Return verbatim the run of lines that opens with the line holding "of the refrigerator" and closes with the last line of the records.

### INPUT:
========================

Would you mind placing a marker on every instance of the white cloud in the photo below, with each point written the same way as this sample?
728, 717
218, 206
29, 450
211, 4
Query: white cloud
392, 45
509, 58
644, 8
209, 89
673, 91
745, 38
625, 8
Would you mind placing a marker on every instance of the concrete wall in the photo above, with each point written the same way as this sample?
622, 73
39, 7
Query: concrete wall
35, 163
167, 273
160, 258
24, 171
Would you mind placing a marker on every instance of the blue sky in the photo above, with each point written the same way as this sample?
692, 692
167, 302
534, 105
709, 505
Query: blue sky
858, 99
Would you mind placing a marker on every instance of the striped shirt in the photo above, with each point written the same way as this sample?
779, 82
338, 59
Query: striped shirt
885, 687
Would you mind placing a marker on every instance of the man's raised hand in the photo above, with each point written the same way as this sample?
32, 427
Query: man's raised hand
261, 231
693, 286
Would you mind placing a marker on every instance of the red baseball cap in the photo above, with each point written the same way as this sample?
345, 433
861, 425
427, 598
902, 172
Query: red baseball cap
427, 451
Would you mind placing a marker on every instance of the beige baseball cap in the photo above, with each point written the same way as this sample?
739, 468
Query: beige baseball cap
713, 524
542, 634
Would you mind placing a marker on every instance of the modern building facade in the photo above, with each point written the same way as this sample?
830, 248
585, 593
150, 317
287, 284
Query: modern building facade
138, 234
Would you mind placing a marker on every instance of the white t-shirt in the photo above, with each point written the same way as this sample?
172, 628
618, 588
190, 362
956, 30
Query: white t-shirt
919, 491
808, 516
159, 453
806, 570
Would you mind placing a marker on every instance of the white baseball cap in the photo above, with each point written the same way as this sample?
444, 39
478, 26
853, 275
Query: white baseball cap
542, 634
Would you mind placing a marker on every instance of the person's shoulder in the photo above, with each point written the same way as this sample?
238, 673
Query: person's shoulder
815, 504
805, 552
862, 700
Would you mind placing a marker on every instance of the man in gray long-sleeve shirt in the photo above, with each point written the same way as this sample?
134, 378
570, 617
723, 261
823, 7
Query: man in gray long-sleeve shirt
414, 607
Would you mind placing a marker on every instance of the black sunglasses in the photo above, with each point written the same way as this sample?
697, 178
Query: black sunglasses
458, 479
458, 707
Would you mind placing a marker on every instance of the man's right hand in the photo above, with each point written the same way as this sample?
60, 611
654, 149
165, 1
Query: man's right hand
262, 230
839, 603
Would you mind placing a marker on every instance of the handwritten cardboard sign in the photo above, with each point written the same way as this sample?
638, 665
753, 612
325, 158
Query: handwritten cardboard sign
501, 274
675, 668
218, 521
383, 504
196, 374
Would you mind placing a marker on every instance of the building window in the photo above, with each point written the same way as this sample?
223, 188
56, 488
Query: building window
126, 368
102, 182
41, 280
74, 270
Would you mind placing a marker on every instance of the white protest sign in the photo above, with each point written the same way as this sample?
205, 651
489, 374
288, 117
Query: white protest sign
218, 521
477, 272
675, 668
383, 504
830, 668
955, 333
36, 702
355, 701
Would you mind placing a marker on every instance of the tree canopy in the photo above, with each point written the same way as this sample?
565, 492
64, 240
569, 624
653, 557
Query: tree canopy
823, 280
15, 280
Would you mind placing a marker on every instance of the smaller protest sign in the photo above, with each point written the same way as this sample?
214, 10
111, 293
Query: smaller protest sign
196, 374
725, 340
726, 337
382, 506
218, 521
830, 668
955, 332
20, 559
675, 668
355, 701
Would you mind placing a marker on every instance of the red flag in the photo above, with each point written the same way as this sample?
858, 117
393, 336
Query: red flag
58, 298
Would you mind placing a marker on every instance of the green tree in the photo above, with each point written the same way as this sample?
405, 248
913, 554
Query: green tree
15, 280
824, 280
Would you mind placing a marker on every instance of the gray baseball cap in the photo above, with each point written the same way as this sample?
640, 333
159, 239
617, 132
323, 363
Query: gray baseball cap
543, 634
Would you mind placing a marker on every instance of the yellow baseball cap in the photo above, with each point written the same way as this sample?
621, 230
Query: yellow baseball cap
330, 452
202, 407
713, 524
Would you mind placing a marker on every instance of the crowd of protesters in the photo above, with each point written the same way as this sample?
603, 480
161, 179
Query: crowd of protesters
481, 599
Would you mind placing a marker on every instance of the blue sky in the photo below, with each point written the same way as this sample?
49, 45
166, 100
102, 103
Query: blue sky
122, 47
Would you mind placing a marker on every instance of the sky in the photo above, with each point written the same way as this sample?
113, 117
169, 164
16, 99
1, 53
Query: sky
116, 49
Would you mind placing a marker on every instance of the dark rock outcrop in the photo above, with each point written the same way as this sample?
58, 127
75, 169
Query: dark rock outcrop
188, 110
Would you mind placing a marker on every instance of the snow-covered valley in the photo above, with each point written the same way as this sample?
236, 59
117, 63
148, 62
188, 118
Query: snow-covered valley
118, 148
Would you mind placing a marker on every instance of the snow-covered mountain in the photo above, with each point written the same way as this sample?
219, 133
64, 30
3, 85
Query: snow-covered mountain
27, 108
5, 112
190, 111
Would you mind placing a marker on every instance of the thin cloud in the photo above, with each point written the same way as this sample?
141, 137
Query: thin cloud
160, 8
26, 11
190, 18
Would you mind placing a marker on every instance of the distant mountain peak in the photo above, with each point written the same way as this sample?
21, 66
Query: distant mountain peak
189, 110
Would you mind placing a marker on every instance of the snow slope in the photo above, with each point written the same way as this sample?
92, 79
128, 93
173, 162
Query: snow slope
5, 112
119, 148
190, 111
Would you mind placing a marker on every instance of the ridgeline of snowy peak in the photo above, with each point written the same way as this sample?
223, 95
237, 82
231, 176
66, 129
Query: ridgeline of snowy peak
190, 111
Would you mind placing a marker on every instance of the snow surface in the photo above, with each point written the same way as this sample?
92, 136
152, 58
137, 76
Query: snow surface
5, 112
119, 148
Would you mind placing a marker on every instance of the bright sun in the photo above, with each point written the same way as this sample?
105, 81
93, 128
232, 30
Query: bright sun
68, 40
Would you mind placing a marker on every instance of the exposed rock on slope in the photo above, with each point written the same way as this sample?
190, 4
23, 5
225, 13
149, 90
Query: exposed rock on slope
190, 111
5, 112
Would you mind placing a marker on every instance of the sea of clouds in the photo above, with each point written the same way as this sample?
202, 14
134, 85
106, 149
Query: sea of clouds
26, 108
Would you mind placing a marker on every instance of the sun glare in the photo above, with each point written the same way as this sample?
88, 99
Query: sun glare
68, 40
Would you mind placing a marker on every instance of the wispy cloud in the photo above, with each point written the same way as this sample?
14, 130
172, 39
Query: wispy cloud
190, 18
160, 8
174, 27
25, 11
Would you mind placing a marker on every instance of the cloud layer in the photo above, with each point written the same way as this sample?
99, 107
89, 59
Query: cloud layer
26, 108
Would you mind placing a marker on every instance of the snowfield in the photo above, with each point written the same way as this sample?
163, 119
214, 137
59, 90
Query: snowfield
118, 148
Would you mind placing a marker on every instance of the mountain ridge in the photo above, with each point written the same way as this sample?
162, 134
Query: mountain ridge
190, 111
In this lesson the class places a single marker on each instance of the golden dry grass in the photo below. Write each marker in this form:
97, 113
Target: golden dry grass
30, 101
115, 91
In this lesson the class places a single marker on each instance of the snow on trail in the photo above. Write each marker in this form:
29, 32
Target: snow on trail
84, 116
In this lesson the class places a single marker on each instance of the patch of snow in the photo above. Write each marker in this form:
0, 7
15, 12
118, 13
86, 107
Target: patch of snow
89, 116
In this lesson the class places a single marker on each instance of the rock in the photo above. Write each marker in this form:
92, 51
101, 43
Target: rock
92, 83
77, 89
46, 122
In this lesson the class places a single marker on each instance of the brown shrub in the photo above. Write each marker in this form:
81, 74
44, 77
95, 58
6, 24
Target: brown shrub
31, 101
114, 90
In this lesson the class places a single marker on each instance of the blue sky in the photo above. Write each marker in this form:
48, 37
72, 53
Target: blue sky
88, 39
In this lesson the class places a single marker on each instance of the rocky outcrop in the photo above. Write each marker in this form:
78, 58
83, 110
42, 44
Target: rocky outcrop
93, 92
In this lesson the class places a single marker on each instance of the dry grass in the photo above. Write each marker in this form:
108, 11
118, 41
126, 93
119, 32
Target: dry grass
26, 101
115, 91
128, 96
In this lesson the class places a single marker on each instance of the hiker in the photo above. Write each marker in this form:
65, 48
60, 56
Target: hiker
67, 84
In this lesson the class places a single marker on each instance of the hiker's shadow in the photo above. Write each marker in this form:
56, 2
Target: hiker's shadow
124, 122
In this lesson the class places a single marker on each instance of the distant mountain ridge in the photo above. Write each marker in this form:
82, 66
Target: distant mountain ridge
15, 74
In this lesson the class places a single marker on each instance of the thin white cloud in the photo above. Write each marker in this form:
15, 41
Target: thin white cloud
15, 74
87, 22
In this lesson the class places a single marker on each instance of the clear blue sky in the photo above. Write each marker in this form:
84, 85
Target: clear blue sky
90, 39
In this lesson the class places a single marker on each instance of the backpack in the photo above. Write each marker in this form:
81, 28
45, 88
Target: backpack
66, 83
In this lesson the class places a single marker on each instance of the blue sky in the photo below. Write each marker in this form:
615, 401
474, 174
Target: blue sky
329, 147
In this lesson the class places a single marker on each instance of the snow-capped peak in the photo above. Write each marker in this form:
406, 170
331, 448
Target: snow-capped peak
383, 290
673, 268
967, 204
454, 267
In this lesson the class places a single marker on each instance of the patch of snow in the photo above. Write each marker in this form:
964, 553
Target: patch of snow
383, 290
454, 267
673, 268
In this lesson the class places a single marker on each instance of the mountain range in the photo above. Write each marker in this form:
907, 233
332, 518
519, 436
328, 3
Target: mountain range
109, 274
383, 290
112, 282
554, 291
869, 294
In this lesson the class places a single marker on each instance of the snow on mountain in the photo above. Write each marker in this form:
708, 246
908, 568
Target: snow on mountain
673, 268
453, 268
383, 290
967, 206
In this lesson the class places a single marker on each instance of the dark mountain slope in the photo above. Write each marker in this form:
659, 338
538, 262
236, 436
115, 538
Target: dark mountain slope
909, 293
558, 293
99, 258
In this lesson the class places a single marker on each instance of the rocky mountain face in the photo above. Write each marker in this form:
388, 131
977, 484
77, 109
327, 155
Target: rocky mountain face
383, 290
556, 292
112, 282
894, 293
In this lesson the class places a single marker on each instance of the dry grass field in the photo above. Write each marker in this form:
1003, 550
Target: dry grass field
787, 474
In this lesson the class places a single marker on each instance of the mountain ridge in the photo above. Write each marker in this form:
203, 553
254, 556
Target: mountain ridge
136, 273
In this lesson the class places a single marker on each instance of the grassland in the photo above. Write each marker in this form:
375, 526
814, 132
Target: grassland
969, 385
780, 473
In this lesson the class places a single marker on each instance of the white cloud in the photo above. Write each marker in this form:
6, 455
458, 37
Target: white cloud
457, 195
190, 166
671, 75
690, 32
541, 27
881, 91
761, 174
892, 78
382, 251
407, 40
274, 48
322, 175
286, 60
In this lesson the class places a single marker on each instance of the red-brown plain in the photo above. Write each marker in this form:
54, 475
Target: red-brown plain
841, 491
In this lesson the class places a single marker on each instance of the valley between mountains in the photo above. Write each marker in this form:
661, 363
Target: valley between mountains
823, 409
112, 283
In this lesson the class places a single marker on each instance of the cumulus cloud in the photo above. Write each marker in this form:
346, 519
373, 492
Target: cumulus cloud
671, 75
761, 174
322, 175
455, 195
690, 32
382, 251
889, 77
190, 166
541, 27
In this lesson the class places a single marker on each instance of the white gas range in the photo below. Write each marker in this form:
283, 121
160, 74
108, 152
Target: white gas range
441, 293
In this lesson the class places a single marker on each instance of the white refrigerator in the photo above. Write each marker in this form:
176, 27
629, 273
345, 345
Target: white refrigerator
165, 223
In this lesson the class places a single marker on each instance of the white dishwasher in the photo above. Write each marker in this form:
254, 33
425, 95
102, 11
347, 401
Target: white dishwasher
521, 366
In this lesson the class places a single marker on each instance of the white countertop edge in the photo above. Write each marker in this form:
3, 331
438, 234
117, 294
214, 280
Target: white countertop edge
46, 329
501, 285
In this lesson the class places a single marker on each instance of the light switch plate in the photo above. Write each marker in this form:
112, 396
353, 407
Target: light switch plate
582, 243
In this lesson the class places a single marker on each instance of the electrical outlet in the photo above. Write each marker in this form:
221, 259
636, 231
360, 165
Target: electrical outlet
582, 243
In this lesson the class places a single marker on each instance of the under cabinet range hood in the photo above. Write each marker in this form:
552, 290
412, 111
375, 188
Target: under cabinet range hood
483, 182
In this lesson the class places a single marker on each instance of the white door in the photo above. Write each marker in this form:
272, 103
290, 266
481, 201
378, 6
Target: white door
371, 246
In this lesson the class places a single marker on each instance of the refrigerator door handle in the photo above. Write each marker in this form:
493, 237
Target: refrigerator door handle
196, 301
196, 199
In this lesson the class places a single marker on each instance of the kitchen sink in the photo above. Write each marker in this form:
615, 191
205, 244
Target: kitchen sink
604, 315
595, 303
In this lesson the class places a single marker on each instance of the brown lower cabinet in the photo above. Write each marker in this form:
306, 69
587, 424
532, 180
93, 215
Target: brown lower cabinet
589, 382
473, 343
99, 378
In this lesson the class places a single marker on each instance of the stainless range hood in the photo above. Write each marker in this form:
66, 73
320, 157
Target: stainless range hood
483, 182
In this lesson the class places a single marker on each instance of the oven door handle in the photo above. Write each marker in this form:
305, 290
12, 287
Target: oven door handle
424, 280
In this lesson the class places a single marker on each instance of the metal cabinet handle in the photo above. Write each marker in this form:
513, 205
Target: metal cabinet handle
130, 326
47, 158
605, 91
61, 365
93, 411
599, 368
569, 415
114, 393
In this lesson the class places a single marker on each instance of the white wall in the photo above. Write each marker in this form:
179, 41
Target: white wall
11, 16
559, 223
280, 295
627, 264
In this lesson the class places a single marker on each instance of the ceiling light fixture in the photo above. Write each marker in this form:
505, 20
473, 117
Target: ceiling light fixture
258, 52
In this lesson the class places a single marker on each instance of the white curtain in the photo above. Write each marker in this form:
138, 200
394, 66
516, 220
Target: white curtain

========================

### TASK SOLUTION:
In this lesson the class places a single marker on each instance of the refrigerator door handle in the photo above. Write each marker in this form:
493, 237
Target: refrigerator door handle
196, 301
196, 199
In this lesson the class places a single marker on each instance of the kitchen sink in the photo above. Write each marker in this form:
615, 191
205, 244
Target: kitchen sink
604, 315
595, 303
In this lesson the class places a single marker on each instance of the brown lower cabinet in the photo above. Write each marker in this form:
306, 69
587, 424
532, 180
93, 215
Target: brown lower cabinet
589, 382
473, 343
99, 378
In this lesson the class places a single marker on each instance of the stainless range hood in the photo above. Write each marker in this form:
66, 73
320, 157
Target: stainless range hood
483, 182
In this lesson the class places a single marker on each instance of the oven door handle in the photo above. Write each marker in this form:
305, 290
12, 287
Target: oven door handle
424, 280
In this lesson the class places a single marker on each instance of the metal cabinet handle in the photo above. Write each marker in this form:
513, 205
Target: metal cabinet handle
130, 326
47, 158
605, 91
61, 365
93, 411
599, 368
569, 415
114, 393
In this lesson the class places a single marker on each instance of the white wall in the photo above. Write each marker in this form:
179, 41
Target: white wall
11, 16
559, 223
280, 295
627, 264
In this lesson the class places a single marker on each instance of the ceiling light fixture in the photo above. Write each marker in this form:
505, 20
473, 117
Target: ceiling light fixture
258, 52
In this lesson the class places a single marker on each instance of the white curtain in the photo above. Write each marker in this form:
138, 200
394, 66
516, 220
Target: white curtain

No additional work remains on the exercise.